**SOURCE MATERIAL:**
╭──

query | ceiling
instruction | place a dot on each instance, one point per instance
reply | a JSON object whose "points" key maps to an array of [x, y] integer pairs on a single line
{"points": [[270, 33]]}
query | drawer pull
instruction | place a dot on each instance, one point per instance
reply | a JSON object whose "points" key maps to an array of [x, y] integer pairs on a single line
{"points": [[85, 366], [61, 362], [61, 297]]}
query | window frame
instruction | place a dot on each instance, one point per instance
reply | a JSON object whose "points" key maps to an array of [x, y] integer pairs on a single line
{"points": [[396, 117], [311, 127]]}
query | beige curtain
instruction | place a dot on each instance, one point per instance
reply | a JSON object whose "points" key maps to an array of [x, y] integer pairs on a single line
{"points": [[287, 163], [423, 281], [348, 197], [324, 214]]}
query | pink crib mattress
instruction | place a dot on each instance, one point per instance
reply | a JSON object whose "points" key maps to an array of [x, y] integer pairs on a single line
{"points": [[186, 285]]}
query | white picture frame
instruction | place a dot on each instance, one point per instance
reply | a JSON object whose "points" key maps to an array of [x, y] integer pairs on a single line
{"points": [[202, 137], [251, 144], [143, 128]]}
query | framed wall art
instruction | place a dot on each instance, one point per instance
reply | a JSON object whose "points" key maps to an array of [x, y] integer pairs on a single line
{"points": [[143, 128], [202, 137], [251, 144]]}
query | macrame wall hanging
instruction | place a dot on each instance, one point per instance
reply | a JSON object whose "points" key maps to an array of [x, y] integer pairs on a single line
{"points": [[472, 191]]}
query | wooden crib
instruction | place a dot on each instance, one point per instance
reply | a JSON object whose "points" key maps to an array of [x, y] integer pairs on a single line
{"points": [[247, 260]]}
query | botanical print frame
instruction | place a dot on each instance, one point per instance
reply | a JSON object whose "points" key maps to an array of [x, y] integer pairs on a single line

╰──

Can you extract every one of the records above and reproduce each line verbatim?

query | ceiling
instruction | place a dot on each instance, one point per instance
reply | a JSON object whose "points" key maps to an array of [x, y] integer pairs on a single line
{"points": [[270, 33]]}
query | drawer pull
instruction | place a dot on each instance, one point per instance
reply | a JSON object whose "points" key maps to an array of [x, y] integer pairs on a single line
{"points": [[85, 366], [61, 362], [61, 297]]}
query | window frame
instruction | place a dot on each instance, one point per instance
reply | a JSON object whose "points" key maps to an array of [x, y] integer pairs on a single line
{"points": [[396, 117], [311, 127]]}
query | beige curtain
instruction | place a dot on each instance, one point per instance
reply | a JSON object whose "points" key maps to an array of [x, y] integer pairs on a single line
{"points": [[287, 163], [423, 281], [348, 197], [324, 214]]}
query | pink crib mattress
instruction | place a dot on each instance, one point per instance
reply | a JSON object whose "points" key maps to an array of [x, y] integer pairs on a single line
{"points": [[186, 285]]}
query | white picture frame
instruction | place a dot on each instance, one point per instance
reply | a JSON object whose "points" key maps to an array of [x, y] integer pairs on a single line
{"points": [[202, 137], [251, 144], [143, 128]]}
query | framed wall art
instruction | place a dot on each instance, one point per instance
reply | a JSON object whose "points" key maps to an array of [x, y] integer pairs on a single line
{"points": [[143, 128], [202, 137], [251, 144]]}
query | macrame wall hanging
instruction | place a dot on each instance, one point per instance
reply | a JSON object whose "points" key maps to an array of [x, y] integer pairs on a single line
{"points": [[472, 191]]}
query | wooden crib
instruction | place a dot on each instance, one point per instance
reply | a JSON object whose "points" key maps to an array of [x, y] integer pairs on a single line
{"points": [[247, 260]]}
query | botanical print frame
instruction | place a dot on each instance, one point per instance
reply | a JSON object whose "points" key maps to an array of [x, y] integer pairs on a single line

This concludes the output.